::: Provided passage
Chronicle of a Divorce

by Emiliano Gandolfi

It’s all a matter of measurements. 20 feet by 8 feet by 8 ½ feet, an overall volume of 1,360 square feet– these are the measurements that changed ports around the world. After the war in Korea, when the American army started experimenting with the first metal shipping containers, we were only a short step away from an outright revolution in transportation and global commerce. In 1956 Malcolm McLean, a small businessman from Maxton, North Carolina, was the first to understand the practical value in commercial terms of transporting loads directly along with their container: a stroke of intuition that was to gain him the nickname of "the father of containerization". But it was not until October 1970, when after two years of elaborations the standard dimensions were finally defined by the International Organization for Standardization (ISO). The containers themselves took on the name of this organization: ISO shipping containers, and from that moment on, ships, trains, lorries and stations, ports and freight stations, across the world were adapted to suit this system and this system alone.

The revolution was in some ways unexpected. In the 50s, when an economist from Harvard University, Benjamin Chinitz, predicted that the use of shipping containers would have facilitated New York in terms of the possibility of transporting goods produced at lower costs to the southern States, he did not take into account that the same technology would have also made it much cheaper to import products from abroad . With the spread of the shipping container and the relative fall in shipping costs, the economy for the first time ever became genuinely global. The gradual liberalization of the markets made it possible to import goods from any part of the planet and so produce goods in countries where labour costs were notably lower.
::::::
::: Provided material
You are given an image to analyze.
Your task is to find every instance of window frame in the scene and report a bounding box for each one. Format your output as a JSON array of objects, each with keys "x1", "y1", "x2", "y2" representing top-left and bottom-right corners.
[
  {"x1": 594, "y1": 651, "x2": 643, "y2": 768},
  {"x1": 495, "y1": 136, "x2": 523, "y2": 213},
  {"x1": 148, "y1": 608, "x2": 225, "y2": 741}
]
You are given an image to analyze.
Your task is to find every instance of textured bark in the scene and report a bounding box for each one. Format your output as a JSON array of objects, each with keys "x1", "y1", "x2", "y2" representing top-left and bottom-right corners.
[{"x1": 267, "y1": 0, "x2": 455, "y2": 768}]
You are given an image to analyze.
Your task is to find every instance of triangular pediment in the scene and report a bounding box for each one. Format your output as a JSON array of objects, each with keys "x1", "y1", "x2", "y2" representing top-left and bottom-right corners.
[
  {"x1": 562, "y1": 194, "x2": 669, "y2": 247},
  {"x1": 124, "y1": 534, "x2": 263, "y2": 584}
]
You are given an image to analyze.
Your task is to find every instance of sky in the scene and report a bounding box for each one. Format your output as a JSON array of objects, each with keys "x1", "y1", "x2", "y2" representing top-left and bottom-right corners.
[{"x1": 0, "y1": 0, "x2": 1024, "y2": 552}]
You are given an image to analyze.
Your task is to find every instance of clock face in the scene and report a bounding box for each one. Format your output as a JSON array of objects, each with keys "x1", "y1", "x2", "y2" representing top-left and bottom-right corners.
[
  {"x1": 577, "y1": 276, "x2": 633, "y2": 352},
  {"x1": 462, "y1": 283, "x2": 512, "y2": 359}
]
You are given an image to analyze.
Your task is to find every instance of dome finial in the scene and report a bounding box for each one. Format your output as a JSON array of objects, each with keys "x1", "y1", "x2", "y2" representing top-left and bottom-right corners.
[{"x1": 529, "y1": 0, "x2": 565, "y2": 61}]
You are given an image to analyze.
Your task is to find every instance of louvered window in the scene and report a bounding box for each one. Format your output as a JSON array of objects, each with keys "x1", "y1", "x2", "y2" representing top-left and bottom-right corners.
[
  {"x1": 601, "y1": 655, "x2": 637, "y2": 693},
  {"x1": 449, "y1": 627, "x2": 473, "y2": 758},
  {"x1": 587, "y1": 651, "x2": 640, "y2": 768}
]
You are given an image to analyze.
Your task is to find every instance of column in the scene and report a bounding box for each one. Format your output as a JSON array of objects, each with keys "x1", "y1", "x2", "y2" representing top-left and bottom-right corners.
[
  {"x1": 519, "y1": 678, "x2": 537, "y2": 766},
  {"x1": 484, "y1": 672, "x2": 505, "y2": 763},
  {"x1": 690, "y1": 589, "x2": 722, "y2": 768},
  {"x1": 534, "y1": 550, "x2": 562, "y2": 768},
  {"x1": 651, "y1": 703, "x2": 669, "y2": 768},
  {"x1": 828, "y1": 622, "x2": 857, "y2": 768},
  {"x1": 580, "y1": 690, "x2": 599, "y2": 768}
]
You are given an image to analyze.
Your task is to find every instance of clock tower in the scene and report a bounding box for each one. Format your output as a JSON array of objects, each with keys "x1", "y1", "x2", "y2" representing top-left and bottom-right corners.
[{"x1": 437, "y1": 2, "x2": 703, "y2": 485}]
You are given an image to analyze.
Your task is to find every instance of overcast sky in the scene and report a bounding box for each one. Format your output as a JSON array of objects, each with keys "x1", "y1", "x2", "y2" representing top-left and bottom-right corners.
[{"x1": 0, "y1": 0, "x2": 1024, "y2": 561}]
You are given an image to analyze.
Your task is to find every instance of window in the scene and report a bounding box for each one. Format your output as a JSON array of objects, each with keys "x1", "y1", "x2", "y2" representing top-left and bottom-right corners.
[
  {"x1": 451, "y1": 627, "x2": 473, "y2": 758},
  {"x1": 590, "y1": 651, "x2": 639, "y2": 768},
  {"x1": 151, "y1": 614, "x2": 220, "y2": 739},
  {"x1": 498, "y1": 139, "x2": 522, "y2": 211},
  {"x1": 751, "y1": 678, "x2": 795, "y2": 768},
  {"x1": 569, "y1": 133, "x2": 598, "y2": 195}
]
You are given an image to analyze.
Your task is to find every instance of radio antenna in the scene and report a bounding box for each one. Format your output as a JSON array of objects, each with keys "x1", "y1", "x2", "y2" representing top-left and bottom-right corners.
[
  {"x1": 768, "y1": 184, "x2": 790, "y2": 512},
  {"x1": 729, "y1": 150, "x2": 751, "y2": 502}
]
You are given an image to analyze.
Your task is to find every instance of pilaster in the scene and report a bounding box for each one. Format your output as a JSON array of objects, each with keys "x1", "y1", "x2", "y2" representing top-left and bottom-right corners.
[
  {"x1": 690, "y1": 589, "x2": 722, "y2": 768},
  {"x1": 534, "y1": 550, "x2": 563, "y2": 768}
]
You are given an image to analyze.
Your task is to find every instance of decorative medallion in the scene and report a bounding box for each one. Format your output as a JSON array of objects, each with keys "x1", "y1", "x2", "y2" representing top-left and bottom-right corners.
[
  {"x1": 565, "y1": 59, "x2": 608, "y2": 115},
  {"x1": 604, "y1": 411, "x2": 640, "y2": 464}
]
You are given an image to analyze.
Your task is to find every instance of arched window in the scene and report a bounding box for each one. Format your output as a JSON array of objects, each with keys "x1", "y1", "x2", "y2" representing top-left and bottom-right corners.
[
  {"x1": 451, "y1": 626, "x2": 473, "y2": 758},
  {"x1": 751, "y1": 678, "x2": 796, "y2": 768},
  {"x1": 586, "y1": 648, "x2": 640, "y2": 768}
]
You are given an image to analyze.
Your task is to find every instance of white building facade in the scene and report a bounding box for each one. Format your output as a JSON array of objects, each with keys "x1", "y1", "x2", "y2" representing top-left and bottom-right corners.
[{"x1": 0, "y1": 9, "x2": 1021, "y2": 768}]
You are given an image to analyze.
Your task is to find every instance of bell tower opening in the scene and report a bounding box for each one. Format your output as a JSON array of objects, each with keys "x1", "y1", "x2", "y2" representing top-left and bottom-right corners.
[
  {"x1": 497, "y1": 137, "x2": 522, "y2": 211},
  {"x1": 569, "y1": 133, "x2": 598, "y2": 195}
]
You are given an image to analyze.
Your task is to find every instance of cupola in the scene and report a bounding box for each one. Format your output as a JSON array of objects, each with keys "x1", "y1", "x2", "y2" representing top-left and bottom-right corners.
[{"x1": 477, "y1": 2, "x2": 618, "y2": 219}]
::::::
> Task list
1. Copy from the shipping container essay the span from "The revolution was" up to and including "were notably lower.".
2. Summarize the shipping container essay in two sentences.
3. Proceed with the shipping container essay from the point where it stops.
The material above comes from a different source than the essay on shipping containers.

> Responses per task
1.
The revolution was in some ways unexpected. In the 50s, when an economist from Harvard University, Benjamin Chinitz, predicted that the use of shipping containers would have facilitated New York in terms of the possibility of transporting goods produced at lower costs to the southern States, he did not take into account that the same technology would have also made it much cheaper to import products from abroad . With the spread of the shipping container and the relative fall in shipping costs, the economy for the first time ever became genuinely global. The gradual liberalization of the markets made it possible to import goods from any part of the planet and so produce goods in countries where labour costs were notably lower.

2. Shipping containers were first used commercially by Malcolm McLean in 1956, and their standard dimensions were set by the International Organization for Standardization in October 1970. Ships, trains, ports and stations worldwide were then adapted to the system, which lowered shipping costs and made the economy genuinely global, with goods imported from anywhere and produced where labor costs were lower.

3.
Today, crossing the port of Rotterdam is almost a mystic experience. More than 40 km of Transtainers, Gantry, Grappler Lift, Reach Stackers and other devices for loading and unloading ships are permanently in motion, seemingly without anyone there to control them. Hills of coal dust, mountains of coloured shipping containers, whole landscapes of crude oil silos, linked together by thousands of kilometres of pipes, cables, bridges, lights, form the framework of the biggest port in Europe, one of the biggest in the world. An image quite different from that which it was supposed to be during its post-war reconstruction years, when tens of thousands of people were tirelessly at work loading and unloading goods, but also occupying the new neighbourhoods nearby, hastily built to meet the constant demands for labour.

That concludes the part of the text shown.